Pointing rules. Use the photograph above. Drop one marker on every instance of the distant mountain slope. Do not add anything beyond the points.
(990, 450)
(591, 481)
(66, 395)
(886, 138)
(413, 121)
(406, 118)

*What this task involves*
The records shown earlier should all be returned verbatim.

*Written solution*
Pointing rules. Use the photograph above. Drop one marker on every instance of the distant mountain slope. Do not add anything beyond the points.
(990, 450)
(591, 481)
(66, 395)
(886, 138)
(413, 121)
(406, 118)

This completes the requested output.